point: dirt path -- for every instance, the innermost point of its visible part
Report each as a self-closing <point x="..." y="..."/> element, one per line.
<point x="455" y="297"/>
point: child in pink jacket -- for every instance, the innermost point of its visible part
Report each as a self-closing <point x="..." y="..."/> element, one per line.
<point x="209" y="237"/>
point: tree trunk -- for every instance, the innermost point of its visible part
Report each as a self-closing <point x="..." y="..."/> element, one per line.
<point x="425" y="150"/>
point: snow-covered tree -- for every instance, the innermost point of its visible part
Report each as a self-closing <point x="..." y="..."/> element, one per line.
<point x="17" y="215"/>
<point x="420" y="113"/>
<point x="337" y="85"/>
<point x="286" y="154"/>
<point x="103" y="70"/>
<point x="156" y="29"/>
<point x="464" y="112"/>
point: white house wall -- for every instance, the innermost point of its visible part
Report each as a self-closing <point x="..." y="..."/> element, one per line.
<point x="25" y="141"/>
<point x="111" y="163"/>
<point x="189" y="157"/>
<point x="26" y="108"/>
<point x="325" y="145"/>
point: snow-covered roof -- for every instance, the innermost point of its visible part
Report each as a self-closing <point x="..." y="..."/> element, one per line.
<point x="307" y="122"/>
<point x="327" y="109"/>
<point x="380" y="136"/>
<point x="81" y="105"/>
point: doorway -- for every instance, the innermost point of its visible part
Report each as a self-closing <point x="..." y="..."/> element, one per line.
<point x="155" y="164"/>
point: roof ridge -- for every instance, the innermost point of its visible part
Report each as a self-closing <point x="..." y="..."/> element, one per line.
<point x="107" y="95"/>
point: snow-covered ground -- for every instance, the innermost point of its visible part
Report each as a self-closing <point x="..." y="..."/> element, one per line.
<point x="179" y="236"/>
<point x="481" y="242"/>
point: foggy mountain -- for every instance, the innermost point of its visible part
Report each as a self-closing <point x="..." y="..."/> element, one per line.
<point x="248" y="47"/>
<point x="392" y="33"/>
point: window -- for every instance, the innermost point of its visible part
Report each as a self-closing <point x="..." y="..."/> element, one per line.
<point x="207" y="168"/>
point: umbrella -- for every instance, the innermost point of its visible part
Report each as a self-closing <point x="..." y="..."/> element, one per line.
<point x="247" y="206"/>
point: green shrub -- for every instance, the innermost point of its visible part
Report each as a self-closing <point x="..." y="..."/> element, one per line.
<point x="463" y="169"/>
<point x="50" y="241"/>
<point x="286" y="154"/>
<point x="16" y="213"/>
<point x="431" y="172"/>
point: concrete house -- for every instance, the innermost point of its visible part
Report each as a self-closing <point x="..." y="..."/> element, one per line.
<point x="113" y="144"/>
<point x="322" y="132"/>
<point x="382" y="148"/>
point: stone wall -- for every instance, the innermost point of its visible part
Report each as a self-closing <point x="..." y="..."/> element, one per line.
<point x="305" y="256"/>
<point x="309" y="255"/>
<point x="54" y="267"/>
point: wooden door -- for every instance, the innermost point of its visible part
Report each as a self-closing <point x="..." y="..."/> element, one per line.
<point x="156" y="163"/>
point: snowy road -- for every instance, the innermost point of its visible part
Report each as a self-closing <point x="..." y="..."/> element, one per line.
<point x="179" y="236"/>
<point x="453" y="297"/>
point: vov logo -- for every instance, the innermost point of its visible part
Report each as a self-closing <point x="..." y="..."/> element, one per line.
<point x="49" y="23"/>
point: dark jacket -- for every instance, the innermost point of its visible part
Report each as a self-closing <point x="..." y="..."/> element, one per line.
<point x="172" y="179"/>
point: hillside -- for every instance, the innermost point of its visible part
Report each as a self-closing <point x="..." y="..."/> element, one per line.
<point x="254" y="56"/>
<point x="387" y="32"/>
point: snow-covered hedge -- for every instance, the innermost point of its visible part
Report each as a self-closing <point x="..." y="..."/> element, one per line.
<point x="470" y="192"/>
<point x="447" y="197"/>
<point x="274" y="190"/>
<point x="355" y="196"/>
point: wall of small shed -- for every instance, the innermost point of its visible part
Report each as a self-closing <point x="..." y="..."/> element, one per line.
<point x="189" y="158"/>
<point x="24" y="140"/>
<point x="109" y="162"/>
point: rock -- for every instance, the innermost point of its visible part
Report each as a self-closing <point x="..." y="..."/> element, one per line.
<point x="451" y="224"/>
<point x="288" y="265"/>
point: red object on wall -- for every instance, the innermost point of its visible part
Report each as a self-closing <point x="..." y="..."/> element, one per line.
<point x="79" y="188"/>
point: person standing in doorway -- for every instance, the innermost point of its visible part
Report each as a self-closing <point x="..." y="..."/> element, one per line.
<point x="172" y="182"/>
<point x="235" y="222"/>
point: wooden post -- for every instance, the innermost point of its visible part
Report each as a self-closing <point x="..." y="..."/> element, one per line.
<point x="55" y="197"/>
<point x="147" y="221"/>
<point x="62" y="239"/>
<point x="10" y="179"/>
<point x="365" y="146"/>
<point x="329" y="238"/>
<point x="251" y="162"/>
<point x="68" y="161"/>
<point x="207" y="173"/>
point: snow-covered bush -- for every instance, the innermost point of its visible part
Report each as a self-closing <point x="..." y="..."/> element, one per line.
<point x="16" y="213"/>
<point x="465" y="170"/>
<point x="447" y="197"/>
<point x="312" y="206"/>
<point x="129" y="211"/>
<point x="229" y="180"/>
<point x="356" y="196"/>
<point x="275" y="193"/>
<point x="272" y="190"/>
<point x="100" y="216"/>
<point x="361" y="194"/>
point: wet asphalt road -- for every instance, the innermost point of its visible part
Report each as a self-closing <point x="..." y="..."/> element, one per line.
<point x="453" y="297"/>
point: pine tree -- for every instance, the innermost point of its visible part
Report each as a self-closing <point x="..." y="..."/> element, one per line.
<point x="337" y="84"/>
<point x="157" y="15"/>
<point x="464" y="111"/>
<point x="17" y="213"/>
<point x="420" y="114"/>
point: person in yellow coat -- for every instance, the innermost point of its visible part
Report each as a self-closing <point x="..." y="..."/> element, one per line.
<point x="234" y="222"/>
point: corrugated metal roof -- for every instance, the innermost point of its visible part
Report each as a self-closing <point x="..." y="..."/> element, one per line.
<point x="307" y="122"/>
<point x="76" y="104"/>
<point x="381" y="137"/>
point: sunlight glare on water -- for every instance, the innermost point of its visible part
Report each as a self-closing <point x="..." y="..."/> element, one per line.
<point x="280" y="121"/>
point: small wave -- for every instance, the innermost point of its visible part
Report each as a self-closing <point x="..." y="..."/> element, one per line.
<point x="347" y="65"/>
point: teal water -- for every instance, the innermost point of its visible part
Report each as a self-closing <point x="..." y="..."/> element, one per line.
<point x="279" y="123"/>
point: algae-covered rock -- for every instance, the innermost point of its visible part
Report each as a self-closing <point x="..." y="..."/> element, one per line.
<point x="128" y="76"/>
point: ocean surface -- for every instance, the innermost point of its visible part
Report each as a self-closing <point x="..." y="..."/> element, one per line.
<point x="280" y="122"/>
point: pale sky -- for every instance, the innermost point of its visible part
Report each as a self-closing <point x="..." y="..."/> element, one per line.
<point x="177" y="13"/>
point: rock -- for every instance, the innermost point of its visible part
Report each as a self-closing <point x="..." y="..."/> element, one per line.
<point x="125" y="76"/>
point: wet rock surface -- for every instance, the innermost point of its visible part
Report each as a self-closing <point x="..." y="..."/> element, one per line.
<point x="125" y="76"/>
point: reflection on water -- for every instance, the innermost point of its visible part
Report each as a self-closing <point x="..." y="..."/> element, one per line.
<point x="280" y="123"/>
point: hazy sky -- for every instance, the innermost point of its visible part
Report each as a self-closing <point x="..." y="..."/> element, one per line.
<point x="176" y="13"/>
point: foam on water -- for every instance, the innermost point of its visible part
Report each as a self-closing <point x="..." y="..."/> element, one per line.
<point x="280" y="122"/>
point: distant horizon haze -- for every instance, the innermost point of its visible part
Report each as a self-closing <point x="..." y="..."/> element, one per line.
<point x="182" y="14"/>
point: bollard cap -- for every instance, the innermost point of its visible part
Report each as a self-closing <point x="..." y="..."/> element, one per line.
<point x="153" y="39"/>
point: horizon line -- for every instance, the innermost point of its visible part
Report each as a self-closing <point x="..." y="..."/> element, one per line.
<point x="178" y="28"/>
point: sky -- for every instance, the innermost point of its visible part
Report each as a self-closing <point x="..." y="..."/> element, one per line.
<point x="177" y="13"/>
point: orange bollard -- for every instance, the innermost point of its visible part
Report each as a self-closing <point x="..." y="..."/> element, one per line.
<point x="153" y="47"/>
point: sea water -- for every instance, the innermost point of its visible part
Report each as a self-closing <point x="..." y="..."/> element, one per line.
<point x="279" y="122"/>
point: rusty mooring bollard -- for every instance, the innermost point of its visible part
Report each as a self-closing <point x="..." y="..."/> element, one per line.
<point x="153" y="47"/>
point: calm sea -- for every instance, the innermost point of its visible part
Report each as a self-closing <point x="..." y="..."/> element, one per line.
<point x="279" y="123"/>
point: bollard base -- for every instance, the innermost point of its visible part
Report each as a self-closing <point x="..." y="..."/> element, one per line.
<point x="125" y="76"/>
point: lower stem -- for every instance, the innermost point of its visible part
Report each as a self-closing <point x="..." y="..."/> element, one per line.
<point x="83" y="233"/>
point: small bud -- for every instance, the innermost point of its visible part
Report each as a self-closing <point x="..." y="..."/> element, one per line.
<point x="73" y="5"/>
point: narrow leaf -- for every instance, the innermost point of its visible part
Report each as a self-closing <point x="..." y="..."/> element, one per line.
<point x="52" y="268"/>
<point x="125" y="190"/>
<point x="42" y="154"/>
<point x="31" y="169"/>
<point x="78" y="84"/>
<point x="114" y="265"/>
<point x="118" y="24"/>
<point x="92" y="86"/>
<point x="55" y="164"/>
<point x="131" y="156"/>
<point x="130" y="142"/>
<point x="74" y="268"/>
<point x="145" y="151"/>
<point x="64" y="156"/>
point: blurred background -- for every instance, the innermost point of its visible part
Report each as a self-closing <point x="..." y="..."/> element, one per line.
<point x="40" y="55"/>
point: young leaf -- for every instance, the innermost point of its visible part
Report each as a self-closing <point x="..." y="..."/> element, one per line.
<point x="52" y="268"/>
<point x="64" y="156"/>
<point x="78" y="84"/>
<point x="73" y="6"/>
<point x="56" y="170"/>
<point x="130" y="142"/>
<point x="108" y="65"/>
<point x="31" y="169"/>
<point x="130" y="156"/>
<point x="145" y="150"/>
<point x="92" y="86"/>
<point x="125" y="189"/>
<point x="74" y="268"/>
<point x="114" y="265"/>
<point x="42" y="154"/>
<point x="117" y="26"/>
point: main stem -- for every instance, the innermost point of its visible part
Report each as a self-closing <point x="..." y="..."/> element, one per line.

---+---

Quote verbatim the line containing "point: small bud" and every line after it through the end of the records above.

point: small bud -- for every instance, the innermost point of its visible part
Report each as a self-closing <point x="..." y="..."/> element, one per line.
<point x="73" y="5"/>
point: narrow leaf -- for every instance, the innermost point of its visible part
Report each as a self-closing <point x="..." y="..."/> element, one per line.
<point x="52" y="268"/>
<point x="125" y="190"/>
<point x="42" y="154"/>
<point x="31" y="169"/>
<point x="78" y="84"/>
<point x="114" y="265"/>
<point x="118" y="24"/>
<point x="92" y="86"/>
<point x="55" y="164"/>
<point x="131" y="156"/>
<point x="130" y="142"/>
<point x="74" y="268"/>
<point x="145" y="151"/>
<point x="64" y="156"/>
point: blurred background -- for every instance, the innermost point of its visible part
Report each as a self-closing <point x="..." y="..."/> element, one per line.
<point x="40" y="55"/>
point: young leaf -- for every instance, the innermost point of its visible part
Report each as a self-closing <point x="..." y="..."/> element, one per line.
<point x="52" y="268"/>
<point x="64" y="156"/>
<point x="78" y="84"/>
<point x="73" y="6"/>
<point x="56" y="170"/>
<point x="130" y="142"/>
<point x="108" y="65"/>
<point x="31" y="169"/>
<point x="130" y="156"/>
<point x="145" y="150"/>
<point x="92" y="86"/>
<point x="125" y="189"/>
<point x="74" y="268"/>
<point x="114" y="265"/>
<point x="42" y="154"/>
<point x="117" y="26"/>
point: main stem -- for every instance, the innermost point of its visible part
Report each as a self-closing <point x="..." y="..."/> element, one per line.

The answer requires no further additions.